▶ [Passage given]:
######

Blog O’ Matty

South Park is a hilarious show, and I think that Cartman is the best character.  One of Cartman’s classic lines is “YOU WILL RESPECT MY AUTHORITAH!#!”

So Cartman wasn’t a unix geek and wasn’t talking about X11 Forwarding / SSH, but maybe there is a moral to the story.

You have to execute some sort of GUI program on a remote host and it requires root access in order to execute (or you have to change to a different user to execute the GUI with correct permissions)… 

At first, when you logged into the machine for the first time without X11 forwarding enabled, your ~/.Xauthority file doesn’t exist…

cartman@locutus:~$ ls -l ~/.Xauthority
ls: /home/cartman/.Xauthority: No such file or directory

So you log back out, and when you ssh back into the remote machine, you remember to forward X11 by issuing..

$ ssh -X <user>@<remote box>

i.e.

$ ssh -X cartman@locutus
Linux locutus 2.6.22-14-generic #1 SMP Sun Oct 14 23:05:12 GMT 2007 i686
cartman@locutus:~$ xclock

Sure enough, you fire up /usr/bin/xclock (or /usr/openwin/bin/xclock) and verify that the GUI program displays back on your local desktop.

######

▶ [Tasks for this exercise]:
A. Copy out the entry below in full, request included, and offset each x and y pixel coordinate in its answer by 38. Leave out the picture.
B. Carry on the post above about X11 forwarding over SSH, starting right after its last sentence.

######

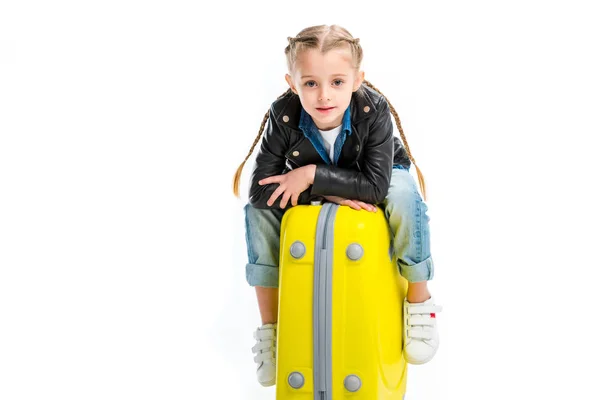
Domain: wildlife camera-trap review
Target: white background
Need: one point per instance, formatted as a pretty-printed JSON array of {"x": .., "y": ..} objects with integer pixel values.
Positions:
[{"x": 122, "y": 249}]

######

▶ [Results of the tasks]:
A.
Domain: wildlife camera-trap review
Target: white background
Need: one point per instance, formatted as a pretty-printed JSON array of {"x": .., "y": ..} objects with integer pixel values.
Positions:
[{"x": 160, "y": 287}]

B.
cartman@locutus:~$ echo $DISPLAY
localhost:10.0

Sweet.  Next, when you change users..

cartman@locutus:~$ su -
Password

:
root@locutus:~# id
uid=0(root) gid=0(root) groups=0(root)

root@locutus:~# xclock
Error: Can’t open display:
 

you loose your X11 forwarding.  DOH!

So whats the solution here?  You can’t log in directly to the box as the root user (this should always be disabled.  Its really bad practice if it isn’t) — and you don’t really want to throw a SSH key into /root/.ssh/authorized_keys for obvious reasons — so what’s there to do?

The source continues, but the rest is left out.